Transcribe the entries that come next exactly, but not the pictures they contain.

*** Data shown ***

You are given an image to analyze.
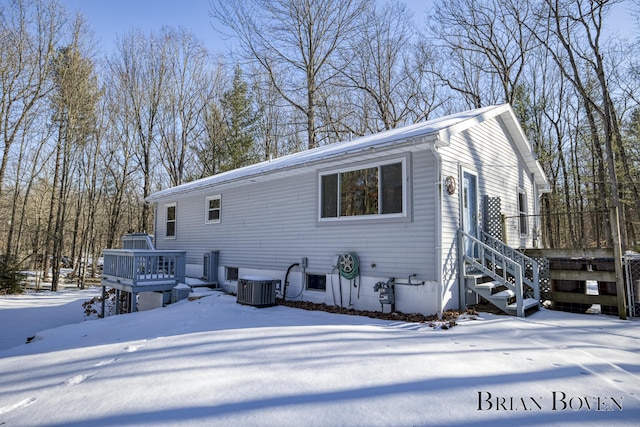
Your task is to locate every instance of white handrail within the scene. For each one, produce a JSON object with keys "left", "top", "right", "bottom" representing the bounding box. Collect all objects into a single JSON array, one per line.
[
  {"left": 481, "top": 231, "right": 540, "bottom": 302},
  {"left": 459, "top": 230, "right": 526, "bottom": 317}
]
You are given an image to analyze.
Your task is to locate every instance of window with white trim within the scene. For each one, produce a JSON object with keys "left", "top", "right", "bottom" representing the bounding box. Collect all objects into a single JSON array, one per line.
[
  {"left": 517, "top": 190, "right": 528, "bottom": 235},
  {"left": 206, "top": 195, "right": 221, "bottom": 224},
  {"left": 320, "top": 159, "right": 405, "bottom": 220},
  {"left": 165, "top": 203, "right": 176, "bottom": 238}
]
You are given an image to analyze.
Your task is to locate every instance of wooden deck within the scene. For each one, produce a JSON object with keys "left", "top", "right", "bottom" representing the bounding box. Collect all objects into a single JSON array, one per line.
[{"left": 101, "top": 249, "right": 187, "bottom": 315}]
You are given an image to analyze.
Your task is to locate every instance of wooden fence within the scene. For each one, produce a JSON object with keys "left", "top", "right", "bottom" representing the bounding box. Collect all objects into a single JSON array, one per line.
[{"left": 523, "top": 248, "right": 627, "bottom": 319}]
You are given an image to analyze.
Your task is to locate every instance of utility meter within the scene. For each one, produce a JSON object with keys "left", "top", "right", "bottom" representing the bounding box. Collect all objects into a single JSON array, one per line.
[
  {"left": 374, "top": 280, "right": 395, "bottom": 305},
  {"left": 378, "top": 284, "right": 395, "bottom": 305}
]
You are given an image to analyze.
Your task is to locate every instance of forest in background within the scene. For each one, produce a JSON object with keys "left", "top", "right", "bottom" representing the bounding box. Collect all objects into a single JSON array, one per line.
[{"left": 1, "top": 0, "right": 639, "bottom": 291}]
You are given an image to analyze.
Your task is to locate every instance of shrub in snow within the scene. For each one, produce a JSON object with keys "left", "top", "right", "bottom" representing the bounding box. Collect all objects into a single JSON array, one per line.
[
  {"left": 0, "top": 256, "right": 26, "bottom": 295},
  {"left": 82, "top": 288, "right": 132, "bottom": 319}
]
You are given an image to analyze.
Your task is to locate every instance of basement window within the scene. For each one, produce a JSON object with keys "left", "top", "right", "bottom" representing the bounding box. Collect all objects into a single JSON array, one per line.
[
  {"left": 226, "top": 267, "right": 238, "bottom": 281},
  {"left": 165, "top": 203, "right": 176, "bottom": 238},
  {"left": 306, "top": 274, "right": 326, "bottom": 291},
  {"left": 319, "top": 158, "right": 406, "bottom": 221}
]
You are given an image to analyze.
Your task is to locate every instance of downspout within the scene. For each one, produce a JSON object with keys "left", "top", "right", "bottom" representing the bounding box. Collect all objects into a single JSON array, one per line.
[
  {"left": 430, "top": 141, "right": 444, "bottom": 318},
  {"left": 532, "top": 174, "right": 539, "bottom": 249},
  {"left": 152, "top": 202, "right": 158, "bottom": 249}
]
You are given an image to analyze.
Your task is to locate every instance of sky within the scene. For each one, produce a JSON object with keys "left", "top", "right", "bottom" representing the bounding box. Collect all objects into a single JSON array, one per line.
[
  {"left": 0, "top": 287, "right": 639, "bottom": 426},
  {"left": 60, "top": 0, "right": 222, "bottom": 54},
  {"left": 58, "top": 0, "right": 639, "bottom": 59}
]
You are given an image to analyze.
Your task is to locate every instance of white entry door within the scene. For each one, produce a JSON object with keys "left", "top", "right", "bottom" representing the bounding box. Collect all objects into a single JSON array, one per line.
[{"left": 462, "top": 170, "right": 478, "bottom": 256}]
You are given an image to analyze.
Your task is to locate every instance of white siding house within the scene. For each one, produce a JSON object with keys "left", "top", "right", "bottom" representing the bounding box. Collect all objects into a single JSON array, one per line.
[{"left": 144, "top": 104, "right": 550, "bottom": 316}]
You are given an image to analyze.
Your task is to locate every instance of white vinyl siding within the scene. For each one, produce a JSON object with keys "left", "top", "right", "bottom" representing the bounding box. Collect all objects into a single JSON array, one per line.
[
  {"left": 145, "top": 104, "right": 546, "bottom": 315},
  {"left": 154, "top": 150, "right": 436, "bottom": 281},
  {"left": 438, "top": 117, "right": 538, "bottom": 309}
]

*** End of Data shown ***

§ **Task response**:
You are given an image to analyze.
Your task is to locate every instance of white handrail within the scene. For each one, produce a JSON object with keys "left", "top", "right", "bottom" representing the bounding box. Collect all objects into a single JSON array, one per line.
[
  {"left": 481, "top": 231, "right": 540, "bottom": 302},
  {"left": 459, "top": 230, "right": 526, "bottom": 317}
]
You are given an image to analyze.
Your task is to locate every instance of window with white trim within the scene. For each one, produce a JSON object with keys "left", "top", "right", "bottom" representing the bounding box. Collect all objects into a single JSON array, one per line.
[
  {"left": 517, "top": 190, "right": 528, "bottom": 235},
  {"left": 206, "top": 195, "right": 221, "bottom": 224},
  {"left": 320, "top": 159, "right": 405, "bottom": 220},
  {"left": 165, "top": 203, "right": 176, "bottom": 238}
]
You are given an image to analyze.
Your task is to locate every instance of wooden deck within the scene. For each one, produce a JSON object with keys "left", "top", "right", "bottom" representing the bounding box. Collect all objects into a single JSON array, one per line.
[{"left": 101, "top": 249, "right": 187, "bottom": 315}]
You are given an image to analyze.
Your task is to locate every instance of wooden fence within the scene. For each one, produce a JSON object with keys "left", "top", "right", "bottom" representing the bounding box. Collect all objects into a single JSON array, one per line.
[{"left": 523, "top": 248, "right": 627, "bottom": 319}]
You are given an image to analyze.
Your task is to locate every instance of utility meter within the scene. For each one, produce a JSON object with keys "left", "top", "right", "bottom" representing the bounding box. Collect all objects into a single JSON array, one per line.
[
  {"left": 374, "top": 280, "right": 395, "bottom": 305},
  {"left": 378, "top": 284, "right": 395, "bottom": 305}
]
You are given an image to analyze.
Your task is to locate every instance of forest in background within the scene. For each one, produce a JSON object with keys "left", "top", "right", "bottom" representing the bounding box. Collect all objects into a single JSON array, one per line.
[{"left": 1, "top": 0, "right": 639, "bottom": 291}]
You are given an image to analyze.
Your task is to locate every instance of shrub in snow within the scene. For each one, produce a JSON object with keys "left", "top", "right", "bottom" representing the bounding box. Collect all objects into a single JSON array, one per line.
[
  {"left": 0, "top": 256, "right": 26, "bottom": 295},
  {"left": 82, "top": 288, "right": 132, "bottom": 319}
]
You are given an image to analyze.
Your task is to locate every instance of basement window within the scene. For each one, produce a JSON object with keys "left", "top", "right", "bottom" representing the bounding box. Collect all objects into a single JSON array, one per line.
[
  {"left": 226, "top": 267, "right": 238, "bottom": 281},
  {"left": 165, "top": 203, "right": 176, "bottom": 238},
  {"left": 306, "top": 274, "right": 326, "bottom": 291},
  {"left": 319, "top": 158, "right": 406, "bottom": 221}
]
You are given an image to analyze.
Your task is to locate every instance of downspout within the scene. For each one, produce a JSON object with keys "left", "top", "right", "bottom" representing the bounding box. Collect all objects into a single JSON array, one per line.
[
  {"left": 430, "top": 141, "right": 444, "bottom": 318},
  {"left": 532, "top": 174, "right": 539, "bottom": 249},
  {"left": 152, "top": 202, "right": 158, "bottom": 249}
]
You are given an image to analyze.
Your task is to locate every instance of sky within the scene. For each one, produce a JSON object with keys "left", "top", "right", "bottom" representing the bounding box. Collect all objects into a single JSON array, one per line.
[
  {"left": 0, "top": 287, "right": 639, "bottom": 426},
  {"left": 60, "top": 0, "right": 222, "bottom": 54},
  {"left": 58, "top": 0, "right": 639, "bottom": 59}
]
You are given an image to analyze.
Your task is to locate every instance of white entry door within the scene. For each one, produce a JSON object with keys "left", "top", "right", "bottom" representing the bounding box. Collect all objects into a single JSON array, one per line.
[{"left": 462, "top": 170, "right": 478, "bottom": 256}]
You are given an image to analyze.
Your task is to locate every instance of white siding house within the scene. For each one, produce a JSON object with keys "left", "top", "right", "bottom" representing the bounding box. Collect all objects into a single JSON array, one per line.
[{"left": 144, "top": 104, "right": 550, "bottom": 316}]
You are given an image to analyze.
Your task is to locate every instance of white vinyl siding within the scene. For each one, produce a JSON object with keys "left", "top", "right", "bottom" representing the bounding box. Collect all objects into a single JSON array, one per line.
[
  {"left": 145, "top": 104, "right": 546, "bottom": 315},
  {"left": 154, "top": 150, "right": 436, "bottom": 281},
  {"left": 438, "top": 117, "right": 538, "bottom": 309}
]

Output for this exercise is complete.